Challenges:
A: Can you print the review of What's Important is Feeling from "I lived with" up to and including "iPad iBooks e-edition)"?
B: Will you proceed with the review of What's Important is Feeling, starting right after its final sentence?

Excerpt:
:::::

Adam Wilson, What’s Important is Feeling

July 5, 2014 § Leave a comment

In college I read Karl Marx and snorted cocaine.  The Marx I didn’t much understand.  The cocaine contextualized.

I lived with four other guys.  We weren’t a classless household.  Some were subsidized:  parentally, governmentally.  Others worked campus jobs.  This one roommate – Spine, we called him, because he didn’t have one – was from that town in Connecticut where the mansions come pre-equipped with bowling alleys.

Spine was our procurer, doled to the rest as he saw fit.  He took payment in the form of term papers.  I was caught in an ouroboros of needing drugs to complete Spine’s papers, and writing papers to pay for drugs.  Spine was getting Cs across the board but didn’t care.  He had a gig lined up after grad, at a cushy desk selling commercial real estate for some blueblood uncle. (“Some Nights We Tase Each Other,” p. 59 iPad iBooks e-edition)

Adam Wilson’s debut novel, 2012’s Flatscreen, possessed a mixture of humor and wry commentary that made me curious enough to see how his first collection, What’s Important is Feeling, would work these elements into a more compressed narrative space.  What I discovered was a collection of stories that utilized a familiar set of conditions to create stories that more often succeeded than not in their execution.  Although I am a decade or so older than most of the protagonists, their experiences did remind me of my time at college and immediately afterward, and connections like this certainly played a role in my overall enjoyment of the stories.

The majority of the stories feel with frustrated, confused adolescent and young adult lust and emotion.  The first story, “Soft Thunder,” encapsulates this in its opening paragraph:

No one knows who slept with her first.  Besides, sleep isn’t the right word.  What we did:  pressed lips to closed lips, tried to slip in some tongue; buried her beneath us on carpeted floors and futon mattresses; fumbled for buckles; felt her dry skin against our sweat-wet hands; said, “Don’t cry”; wiped tears with our T-shirts; kept on because she said, “Don’t stop.” (p. 6)

:::::

[Rows from a pointing dataset]
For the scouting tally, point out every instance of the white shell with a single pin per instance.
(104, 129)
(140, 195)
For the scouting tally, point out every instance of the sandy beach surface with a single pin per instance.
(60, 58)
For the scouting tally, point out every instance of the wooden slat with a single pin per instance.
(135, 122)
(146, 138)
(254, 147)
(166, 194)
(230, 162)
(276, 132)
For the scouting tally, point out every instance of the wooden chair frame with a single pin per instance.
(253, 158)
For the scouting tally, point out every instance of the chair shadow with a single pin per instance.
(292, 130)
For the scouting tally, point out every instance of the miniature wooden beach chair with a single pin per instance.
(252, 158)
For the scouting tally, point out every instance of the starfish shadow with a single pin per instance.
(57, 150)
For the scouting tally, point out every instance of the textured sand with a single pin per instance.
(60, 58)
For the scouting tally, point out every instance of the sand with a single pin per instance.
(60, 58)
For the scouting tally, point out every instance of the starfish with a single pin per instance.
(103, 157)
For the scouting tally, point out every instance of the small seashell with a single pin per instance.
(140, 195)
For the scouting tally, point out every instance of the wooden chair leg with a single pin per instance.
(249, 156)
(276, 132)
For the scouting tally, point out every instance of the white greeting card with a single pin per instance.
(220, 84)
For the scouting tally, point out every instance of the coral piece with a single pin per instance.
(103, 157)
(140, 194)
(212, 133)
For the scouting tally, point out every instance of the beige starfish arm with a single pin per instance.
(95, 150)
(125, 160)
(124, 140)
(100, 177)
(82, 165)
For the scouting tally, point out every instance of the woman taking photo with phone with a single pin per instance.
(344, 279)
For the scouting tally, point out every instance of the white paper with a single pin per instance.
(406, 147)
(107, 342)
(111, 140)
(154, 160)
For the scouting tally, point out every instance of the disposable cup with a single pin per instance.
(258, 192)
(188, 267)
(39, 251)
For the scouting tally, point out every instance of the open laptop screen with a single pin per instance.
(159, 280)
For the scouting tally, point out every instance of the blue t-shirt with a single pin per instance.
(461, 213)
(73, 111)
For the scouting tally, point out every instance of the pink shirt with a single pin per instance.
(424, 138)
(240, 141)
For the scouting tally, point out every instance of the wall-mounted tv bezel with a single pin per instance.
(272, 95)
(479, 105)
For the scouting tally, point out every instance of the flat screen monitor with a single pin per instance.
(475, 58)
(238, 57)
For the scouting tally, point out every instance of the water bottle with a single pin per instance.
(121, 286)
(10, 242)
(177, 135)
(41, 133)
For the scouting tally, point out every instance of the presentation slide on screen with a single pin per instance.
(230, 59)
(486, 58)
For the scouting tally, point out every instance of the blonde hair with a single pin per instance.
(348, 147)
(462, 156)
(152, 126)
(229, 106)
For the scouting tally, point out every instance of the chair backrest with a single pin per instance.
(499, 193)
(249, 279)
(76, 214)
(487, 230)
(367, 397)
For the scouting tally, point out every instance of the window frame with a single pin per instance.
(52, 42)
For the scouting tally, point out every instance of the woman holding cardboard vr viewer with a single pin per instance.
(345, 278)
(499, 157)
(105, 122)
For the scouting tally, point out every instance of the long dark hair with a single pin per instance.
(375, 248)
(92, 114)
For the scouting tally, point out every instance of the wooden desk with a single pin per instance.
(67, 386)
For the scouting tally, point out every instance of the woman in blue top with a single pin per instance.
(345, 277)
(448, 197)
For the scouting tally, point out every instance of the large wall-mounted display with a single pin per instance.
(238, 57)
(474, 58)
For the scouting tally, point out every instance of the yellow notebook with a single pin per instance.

:::::

Answers to the exercises:
A:
I lived with four other guys.  We weren’t a classless household.  Some were subsidized:  parentally, governmentally.  Others worked campus jobs.  This one roommate – Spine, we called him, because he didn’t have one – was from that town in Connecticut where the mansions come pre-equipped with bowling alleys.

Spine was our procurer, doled to the rest as he saw fit.  He took payment in the form of term papers.  I was caught in an ouroboros of needing drugs to complete Spine’s papers, and writing papers to pay for drugs.  Spine was getting Cs across the board but didn’t care.  He had a gig lined up after grad, at a cushy desk selling commercial real estate for some blueblood uncle. (“Some Nights We Tase Each Other,” p. 59 iPad iBooks e-edition)

B:
“Soft Thunder”‘s tale of directionless late-teens trying to live the rock’n’roll lifestyle, whatever that might actually mean, is in turns humorous and morose.  Wilson does a good job in fleshing out his characters.  Told from the perspective of a 17 year-old, Benjamin, the story explores the mixture of privilege and rudderless action of a group of young Jews who form a band, Soft Thunder, and whose web of connections to a troubled immigrant girl, Kendra, form the core of this story.  At first, Kendra exists more as a foil for the boys, acting simultaneously as a muse and as a source of hidden tension between the bandmates.  Yet by the story’s end, what seemed to be just another story of teens confused by lust and driven apart by a young woman has morphed into something different.  It isn’t a seamless transition, but it works for the most part.

The second story, “The Long In-Between,” is the only one written from a women’s perspective.  It is a mirror of sorts for the passions explored in “Soft Thunder,” but in this case, there is no troubled youth, but instead a twenty-something young woman and a two decades-older former professor of hers and their unequal, occasionally exploitative relationship.  In this tale, even more than the others, Wilson examines some of the internal contradictions that secular American Jews have with their ethnicity, especially in regards to the Israeli-Palestinian situation.  It has an interesting twist ending, but otherwise is one of the weaker tales in the collection.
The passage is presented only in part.